**Set of tasks**
**A.** In the article on India's withdrawal of its 2,000-rupee notes, why are small firms and gas stations refusing to take those notes? Answer in one to three sentences.
**B.** Write out the stretch of the article on India's 2,000-rupee notes from "The central bank" through "pink 2,000 rupees.".
**C.** Continue the article on India's withdrawal of its 2,000-rupee notes from where it stops.

The central bank finally replenished the withdrawn currency after putting citizens through months of agonizing hardship. Informal enterprises, which back then had no digital alternatives to make or receive payments, cratered. The poor were badly hit. More than 100 people are believed to have died, waiting in queues to access their own funds; some bank tellers collapsed from exhaustion.
You would think the country would have learned its lesson? Wrong. Once again, India wants people to look into their wallets and cash tills and do due diligence on their pink 2,000 rupees.
Other monetary authorities, too, periodically refresh their decks. The 10,000 Singapore dollar ($7,400) note was retired a decade ago because of money-laundering and terror-financing concerns. But it remains legal tender, as do S$1,000 bills, which went away in 2021. What it means is that the Monetary Authority of Singapore no longer issues those denominations. But if you discover them in your aunt’s attic, they’re still very much money and not worthless paper.
The Reserve Bank of India’s handling of the 2016 chaos earned it the moniker of “Reverse Bank of India,” as it changed its circulars on what to do with old cash faster than people could obtain new money. This time around, the RBI has been sparse with rulemaking. It has only said that banks will accept up to 20,000 rupees from one customer at a time until Sept. 30. Nobody has said that the currency won’t be legal tender after that date, but the very presence of a deadline is making people nervous. In a Monday press conference, RBI Governor Shaktikanta Das said he would wait to see how many of the notes return. “I can’t give a speculative answer as to what will happen after Sept. 30,” he said.
The result has been predictable. There are reports of small firms and gas stations across the country refusing to take the banknotes. And who can blame them? If they miss one trip to the bank before the deadline, their cash could be either worth its full face value or zero. Money doesn’t work well when its worth becomes a coin toss. As for following China on the road to internationalizing its currency, that dream doesn’t move any closer if shopkeepers in Bhutan, which uses the Indian rupee, don’t know what to do with the pile left behind by Indian tourists.

**Listed entries**
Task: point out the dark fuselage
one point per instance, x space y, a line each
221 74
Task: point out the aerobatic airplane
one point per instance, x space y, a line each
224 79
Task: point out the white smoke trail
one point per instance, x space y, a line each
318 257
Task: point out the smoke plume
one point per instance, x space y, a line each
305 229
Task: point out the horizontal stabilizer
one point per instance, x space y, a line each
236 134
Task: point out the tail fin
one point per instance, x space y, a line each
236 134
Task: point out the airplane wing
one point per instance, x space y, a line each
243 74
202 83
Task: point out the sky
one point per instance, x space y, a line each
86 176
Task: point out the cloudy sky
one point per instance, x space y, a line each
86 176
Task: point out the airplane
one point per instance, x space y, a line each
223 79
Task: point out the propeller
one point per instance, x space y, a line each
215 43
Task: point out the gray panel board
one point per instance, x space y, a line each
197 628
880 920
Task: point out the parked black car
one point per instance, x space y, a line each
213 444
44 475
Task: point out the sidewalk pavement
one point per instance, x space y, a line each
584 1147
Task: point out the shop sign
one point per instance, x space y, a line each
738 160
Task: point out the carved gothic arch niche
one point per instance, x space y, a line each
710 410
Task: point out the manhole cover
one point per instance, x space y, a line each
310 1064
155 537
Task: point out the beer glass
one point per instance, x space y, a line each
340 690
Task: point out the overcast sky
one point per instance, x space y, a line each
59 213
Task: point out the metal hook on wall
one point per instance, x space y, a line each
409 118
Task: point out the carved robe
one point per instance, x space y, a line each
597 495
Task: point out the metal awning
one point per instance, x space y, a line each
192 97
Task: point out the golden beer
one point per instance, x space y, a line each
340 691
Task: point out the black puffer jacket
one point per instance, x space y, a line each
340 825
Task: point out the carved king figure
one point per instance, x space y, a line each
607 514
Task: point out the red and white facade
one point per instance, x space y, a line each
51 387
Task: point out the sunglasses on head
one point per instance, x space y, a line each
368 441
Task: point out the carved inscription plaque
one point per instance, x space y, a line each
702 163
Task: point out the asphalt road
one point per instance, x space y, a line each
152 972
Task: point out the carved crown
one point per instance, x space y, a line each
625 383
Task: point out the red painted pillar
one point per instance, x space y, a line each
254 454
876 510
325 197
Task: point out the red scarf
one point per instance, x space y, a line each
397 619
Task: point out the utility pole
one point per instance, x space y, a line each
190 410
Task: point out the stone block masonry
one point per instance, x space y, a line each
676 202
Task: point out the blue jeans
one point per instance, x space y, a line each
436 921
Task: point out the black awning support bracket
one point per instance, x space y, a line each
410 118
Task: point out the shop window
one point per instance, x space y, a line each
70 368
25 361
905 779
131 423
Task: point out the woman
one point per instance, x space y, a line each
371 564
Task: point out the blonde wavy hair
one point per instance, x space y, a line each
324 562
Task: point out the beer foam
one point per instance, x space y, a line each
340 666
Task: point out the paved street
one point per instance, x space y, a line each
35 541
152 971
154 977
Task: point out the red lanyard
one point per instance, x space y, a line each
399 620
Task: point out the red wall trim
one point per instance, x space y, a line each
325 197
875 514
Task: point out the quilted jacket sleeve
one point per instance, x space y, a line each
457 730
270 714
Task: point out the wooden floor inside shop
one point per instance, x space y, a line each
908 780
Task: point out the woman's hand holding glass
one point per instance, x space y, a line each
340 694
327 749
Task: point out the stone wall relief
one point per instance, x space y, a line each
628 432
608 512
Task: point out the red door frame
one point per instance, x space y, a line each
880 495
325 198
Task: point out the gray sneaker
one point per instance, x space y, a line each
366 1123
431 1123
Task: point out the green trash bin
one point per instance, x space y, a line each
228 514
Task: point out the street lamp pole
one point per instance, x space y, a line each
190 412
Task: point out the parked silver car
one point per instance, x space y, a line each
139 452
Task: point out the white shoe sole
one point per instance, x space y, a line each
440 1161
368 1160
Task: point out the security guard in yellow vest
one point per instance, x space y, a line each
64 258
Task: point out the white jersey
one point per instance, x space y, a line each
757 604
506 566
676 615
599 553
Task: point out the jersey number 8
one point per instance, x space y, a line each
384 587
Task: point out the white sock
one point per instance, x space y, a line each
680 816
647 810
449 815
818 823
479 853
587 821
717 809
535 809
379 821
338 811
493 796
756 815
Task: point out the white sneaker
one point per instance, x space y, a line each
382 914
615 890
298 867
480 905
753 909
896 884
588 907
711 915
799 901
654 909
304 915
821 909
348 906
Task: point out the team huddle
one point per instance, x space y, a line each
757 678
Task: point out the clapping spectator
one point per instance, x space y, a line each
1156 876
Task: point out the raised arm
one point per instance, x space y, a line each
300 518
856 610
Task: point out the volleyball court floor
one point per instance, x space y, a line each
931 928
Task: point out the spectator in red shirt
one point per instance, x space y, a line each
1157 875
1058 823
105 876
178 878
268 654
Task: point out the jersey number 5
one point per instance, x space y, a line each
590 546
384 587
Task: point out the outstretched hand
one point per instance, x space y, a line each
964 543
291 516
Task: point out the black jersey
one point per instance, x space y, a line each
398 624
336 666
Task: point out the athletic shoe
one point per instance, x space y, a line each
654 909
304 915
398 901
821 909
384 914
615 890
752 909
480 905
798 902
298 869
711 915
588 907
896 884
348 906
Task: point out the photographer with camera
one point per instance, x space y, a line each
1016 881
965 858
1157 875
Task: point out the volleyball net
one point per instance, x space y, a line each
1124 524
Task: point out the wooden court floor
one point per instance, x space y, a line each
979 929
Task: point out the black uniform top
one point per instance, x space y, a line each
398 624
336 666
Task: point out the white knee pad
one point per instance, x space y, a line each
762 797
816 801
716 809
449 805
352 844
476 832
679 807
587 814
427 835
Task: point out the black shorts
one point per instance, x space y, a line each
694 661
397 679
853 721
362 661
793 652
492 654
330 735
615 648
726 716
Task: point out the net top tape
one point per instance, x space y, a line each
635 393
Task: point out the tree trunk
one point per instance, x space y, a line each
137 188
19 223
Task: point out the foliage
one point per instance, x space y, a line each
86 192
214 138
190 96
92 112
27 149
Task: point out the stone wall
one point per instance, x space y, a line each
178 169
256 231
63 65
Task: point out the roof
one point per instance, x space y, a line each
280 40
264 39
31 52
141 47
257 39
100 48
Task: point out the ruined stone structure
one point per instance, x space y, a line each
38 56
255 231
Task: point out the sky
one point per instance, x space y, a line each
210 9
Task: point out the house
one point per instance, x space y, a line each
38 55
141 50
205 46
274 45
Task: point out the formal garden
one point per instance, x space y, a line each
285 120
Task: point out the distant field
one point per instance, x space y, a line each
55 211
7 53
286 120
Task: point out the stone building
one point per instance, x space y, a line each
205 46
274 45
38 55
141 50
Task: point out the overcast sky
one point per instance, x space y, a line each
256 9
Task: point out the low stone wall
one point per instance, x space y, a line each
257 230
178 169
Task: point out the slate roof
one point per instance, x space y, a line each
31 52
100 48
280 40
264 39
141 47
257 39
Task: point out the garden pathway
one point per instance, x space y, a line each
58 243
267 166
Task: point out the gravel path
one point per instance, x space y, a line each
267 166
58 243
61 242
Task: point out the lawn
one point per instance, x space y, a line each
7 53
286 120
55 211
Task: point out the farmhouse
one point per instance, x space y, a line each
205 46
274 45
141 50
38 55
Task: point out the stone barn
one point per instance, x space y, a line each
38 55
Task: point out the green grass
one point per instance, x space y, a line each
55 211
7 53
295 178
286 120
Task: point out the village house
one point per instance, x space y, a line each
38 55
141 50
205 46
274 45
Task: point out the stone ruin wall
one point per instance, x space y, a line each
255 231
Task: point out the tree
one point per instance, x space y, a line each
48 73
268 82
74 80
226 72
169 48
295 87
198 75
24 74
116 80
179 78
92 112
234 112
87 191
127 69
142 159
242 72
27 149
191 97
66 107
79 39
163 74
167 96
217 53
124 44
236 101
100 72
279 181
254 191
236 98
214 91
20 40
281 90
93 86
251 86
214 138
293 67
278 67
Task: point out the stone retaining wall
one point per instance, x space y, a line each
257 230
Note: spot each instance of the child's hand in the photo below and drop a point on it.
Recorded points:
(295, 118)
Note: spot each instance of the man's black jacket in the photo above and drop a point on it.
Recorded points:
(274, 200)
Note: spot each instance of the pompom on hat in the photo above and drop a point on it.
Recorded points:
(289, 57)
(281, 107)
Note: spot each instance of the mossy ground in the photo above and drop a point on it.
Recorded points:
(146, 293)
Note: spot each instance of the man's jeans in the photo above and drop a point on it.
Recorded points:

**Solved problems**
**A.** The banks will accept the notes only until Sept. 30, and nobody has said what happens after that date. If a business misses one trip to the bank before the deadline, its cash could be worth either its full face value or nothing.

**B.**
The central bank finally replenished the withdrawn currency after putting citizens through months of agonizing hardship. Informal enterprises, which back then had no digital alternatives to make or receive payments, cratered. The poor were badly hit. More than 100 people are believed to have died, waiting in queues to access their own funds; some bank tellers collapsed from exhaustion.
You would think the country would have learned its lesson? Wrong. Once again, India wants people to look into their wallets and cash tills and do due diligence on their pink 2,000 rupees.

**C.**
If tax cheats were hoarding their wealth in 500 and 1,000 rupee denominations, which were the biggest back in 2016, why did India even print the 2,000 rupee bill? The logic was never explained, though everyone knows it was a coping mechanism. To deal with public anger amid an acute shortage of legal tender, the central bank came up with a stopgap solution. Almost 90% of the current stock of 2,000 rupee notes was printed before March 2017. The RBI’s “clean note policy,” the reason being given for the withdrawal, would have been just as easily served by quietly telling banks not to recirculate them. The offending currency would have disappeared over time.
However, in trying to actively flush out the embarrassing debris of a near-seven-year-old disaster, India is clogging the drainpipes again. Some banks have taken it upon themselves to ask for identity proof from walk-in clients. They fear that if they don’t, the RBI might haul them up for ignoring its know-your-customer guidelines.
“No questions asked,” or NQA, is a vital property of money everywhere and at all times, according to MIT’s Holmstrom and Yale University’s Gary Gorton. Thanks to India’s latest misstep, sovereign-issued cash, the one thing in a modern economy that should be NQA, is once again surrounded by suspicion. No amount of flirting with next-generation digital currencies can compensate for this basic disrespect of legal tender.